[Problem] Could you print every entry below verbatim, line for line?

*** Exercise inputs

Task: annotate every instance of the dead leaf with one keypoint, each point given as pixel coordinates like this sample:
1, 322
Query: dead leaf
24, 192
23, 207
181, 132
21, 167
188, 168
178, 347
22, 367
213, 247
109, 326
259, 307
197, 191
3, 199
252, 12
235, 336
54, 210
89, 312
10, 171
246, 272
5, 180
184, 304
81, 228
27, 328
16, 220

******

[Output below]
Task: annotate every instance of the dead leaf with one keypoint, each point given as pixel coordinates like this sample:
1, 322
Query: dead leaf
24, 192
23, 207
181, 132
21, 167
188, 168
178, 347
22, 367
213, 247
109, 326
259, 307
197, 191
3, 199
252, 12
235, 336
54, 210
89, 312
10, 171
246, 272
5, 180
184, 304
81, 228
27, 328
16, 220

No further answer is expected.